(WHAT THE EXERCISE ASKS):
Transcribe every record that appears below, exactly and in full.

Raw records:
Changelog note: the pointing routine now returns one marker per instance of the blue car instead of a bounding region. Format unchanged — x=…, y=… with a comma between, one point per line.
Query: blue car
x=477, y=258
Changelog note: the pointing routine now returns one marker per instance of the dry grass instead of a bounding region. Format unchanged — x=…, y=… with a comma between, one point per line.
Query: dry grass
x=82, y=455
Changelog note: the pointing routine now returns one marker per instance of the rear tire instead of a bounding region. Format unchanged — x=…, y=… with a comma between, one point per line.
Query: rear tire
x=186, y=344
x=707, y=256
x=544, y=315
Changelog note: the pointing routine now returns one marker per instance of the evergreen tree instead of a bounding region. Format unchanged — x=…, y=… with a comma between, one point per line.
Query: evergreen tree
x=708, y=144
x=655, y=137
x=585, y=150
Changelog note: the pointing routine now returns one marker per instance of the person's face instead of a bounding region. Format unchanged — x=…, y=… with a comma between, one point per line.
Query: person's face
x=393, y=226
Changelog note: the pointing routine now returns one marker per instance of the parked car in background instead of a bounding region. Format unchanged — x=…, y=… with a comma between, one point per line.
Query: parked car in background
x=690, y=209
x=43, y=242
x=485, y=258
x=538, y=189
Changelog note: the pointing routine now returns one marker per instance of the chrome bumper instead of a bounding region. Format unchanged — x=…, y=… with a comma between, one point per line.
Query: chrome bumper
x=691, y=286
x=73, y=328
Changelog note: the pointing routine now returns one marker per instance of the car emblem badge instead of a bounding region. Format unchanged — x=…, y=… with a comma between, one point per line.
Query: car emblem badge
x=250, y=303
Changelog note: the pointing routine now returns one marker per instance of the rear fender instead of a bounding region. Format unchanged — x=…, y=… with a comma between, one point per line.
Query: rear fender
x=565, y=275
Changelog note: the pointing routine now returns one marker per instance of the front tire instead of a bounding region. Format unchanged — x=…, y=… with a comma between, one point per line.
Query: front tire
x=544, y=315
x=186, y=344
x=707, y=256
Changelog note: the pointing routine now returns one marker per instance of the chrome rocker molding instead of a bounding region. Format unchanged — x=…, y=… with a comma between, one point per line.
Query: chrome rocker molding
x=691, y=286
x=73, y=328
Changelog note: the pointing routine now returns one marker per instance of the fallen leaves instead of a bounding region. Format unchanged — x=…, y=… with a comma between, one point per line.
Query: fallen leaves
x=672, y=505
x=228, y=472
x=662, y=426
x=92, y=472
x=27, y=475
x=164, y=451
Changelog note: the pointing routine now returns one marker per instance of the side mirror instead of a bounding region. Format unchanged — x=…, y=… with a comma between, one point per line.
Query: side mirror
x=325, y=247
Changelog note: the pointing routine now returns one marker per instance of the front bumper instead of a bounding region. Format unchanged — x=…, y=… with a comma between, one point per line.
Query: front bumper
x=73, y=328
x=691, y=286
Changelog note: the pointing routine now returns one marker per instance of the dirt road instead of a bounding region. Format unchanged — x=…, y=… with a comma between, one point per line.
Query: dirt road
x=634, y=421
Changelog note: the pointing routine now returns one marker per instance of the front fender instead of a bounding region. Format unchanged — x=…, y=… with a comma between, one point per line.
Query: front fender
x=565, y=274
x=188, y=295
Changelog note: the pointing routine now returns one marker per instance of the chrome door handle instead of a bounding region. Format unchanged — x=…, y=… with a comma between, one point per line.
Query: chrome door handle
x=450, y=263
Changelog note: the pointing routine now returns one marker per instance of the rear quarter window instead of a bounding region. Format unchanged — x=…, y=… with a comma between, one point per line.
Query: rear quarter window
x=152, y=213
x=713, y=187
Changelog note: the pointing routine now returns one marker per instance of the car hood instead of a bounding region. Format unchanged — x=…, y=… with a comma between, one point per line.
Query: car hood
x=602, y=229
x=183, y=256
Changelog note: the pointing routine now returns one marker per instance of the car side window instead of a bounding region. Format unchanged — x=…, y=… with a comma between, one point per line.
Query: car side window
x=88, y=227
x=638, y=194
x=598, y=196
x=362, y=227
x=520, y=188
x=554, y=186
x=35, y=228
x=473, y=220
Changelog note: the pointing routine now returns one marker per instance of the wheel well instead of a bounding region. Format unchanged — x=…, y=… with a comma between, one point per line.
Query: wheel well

(EXERCISE SOLUTION):
Changelog note: the pointing routine now returns one marker per instance of the blue car instead of a bounding region. Format unchanged — x=…, y=… with a comma between, one point per line.
Query: blue car
x=477, y=258
Changelog note: the pointing routine now returns one marker per instance of the dry grass instead of a bounding region. Format unchanged — x=…, y=… with a comma between, one point per line.
Query: dry grass
x=82, y=455
Changelog note: the pointing routine now returns one marker per instance of the rear tire instead of a bounding region. Format unchanged — x=…, y=… with a comma between, one point per line.
Query: rear tire
x=186, y=344
x=707, y=256
x=544, y=315
Changelog note: the pointing routine now returns one marker per instance of the evergreen tree instead of a bounding region. Format unchanged — x=…, y=… with a comma between, one point per line.
Query: evergreen tree
x=708, y=144
x=655, y=137
x=585, y=150
Changelog note: the pointing routine now returns one marker per instance of the person's face instead of a bounding region. Format unchanged — x=…, y=… with a comma between, one point per line.
Query: person's face
x=393, y=226
Changelog note: the pointing routine now returns one marker per instance of the parked car in background instead of a bounding region. Format unchanged — x=…, y=… with a comma between, one point per line.
Query: parked car in background
x=690, y=209
x=43, y=242
x=485, y=258
x=538, y=189
Changelog note: the pointing routine now returns one marker per instance of the chrome bumper instead of a bounding region. Format unchanged — x=…, y=… with a comma between, one point per line.
Query: chrome bumper
x=691, y=286
x=73, y=328
Changelog note: the pointing routine now returns one marker per instance of the car emblem badge instead of a bounding region. Format unchanged — x=…, y=… with a comma between, one point per line.
Query: car emblem badge
x=250, y=303
Changelog note: the pointing routine now returns one marker per instance of the rear fender instead of a bounding region. Format unchanged — x=…, y=… with a comma between, one point per line.
Query: rear fender
x=565, y=275
Changelog note: the pointing routine now returns one marker per instance of the front tire instead of a bounding region. Format unchanged — x=…, y=… with a comma between, one point per line.
Query: front tire
x=544, y=315
x=186, y=344
x=707, y=256
Changelog note: the pointing routine now returns one marker per instance of the chrome rocker molding instead of a bounding region. Format unchanged — x=…, y=… with a comma between, one point per line.
Query: chrome rocker molding
x=691, y=286
x=73, y=328
Changelog note: the pointing routine now returns one marker per instance of the fallen leaves instead of a bounding region. Format unchanged — x=…, y=… with a comma between, one point per line.
Query: fallen leaves
x=672, y=505
x=228, y=472
x=662, y=426
x=92, y=472
x=27, y=475
x=164, y=451
Changelog note: the pointing routine now returns one marker per instance of the side mirror instead of a bounding region. Format unchanged — x=…, y=… with a comma between, one point per line.
Query: side mirror
x=325, y=247
Changelog note: the pointing routine now returns one marker per instance of the front bumper instead of a bounding region. Format unchanged — x=…, y=… with a comma between, one point per line.
Query: front bumper
x=73, y=328
x=691, y=286
Changelog note: the pointing routine now returns one marker per instance of the dirt road instead of a bounding region. Format unchanged — x=…, y=… with a comma between, one point per line.
Query: dirt road
x=634, y=421
Changelog note: the pointing routine now returns one marker per instance of the front fender instead of a bounding region. Format unchanged — x=…, y=… with a comma between, one point per line.
Query: front fender
x=565, y=274
x=188, y=295
Changelog note: the pointing routine now returns one marker per instance of the chrome door handle instead of a bounding region. Format unchanged — x=…, y=… with a comma between, one point per line.
Query: chrome door handle
x=450, y=263
Changelog note: the pointing routine now returns one marker per instance of the rear quarter window instead of a bounding region. Format unchanged — x=…, y=… with a comma between, one point per line.
Query: rear quarter window
x=152, y=213
x=713, y=187
Changelog note: the pointing routine now returns one marker per instance of the car hood instead of a bounding region. Format unchanged — x=…, y=… with a comma between, one point per line.
Query: car hood
x=602, y=229
x=183, y=256
Changelog note: the pointing routine now returns one marker per instance of the car side window instead of a bounding region. Format unchanged — x=…, y=… with a comma between, one point per line.
Query: car side window
x=88, y=227
x=638, y=194
x=598, y=196
x=362, y=227
x=520, y=188
x=554, y=186
x=35, y=228
x=473, y=220
Changelog note: the pointing routine now returns one marker per instance of the wheel well instead of a bounding region. Format unchanged — x=…, y=… with a comma between, one point per line.
Query: wheel well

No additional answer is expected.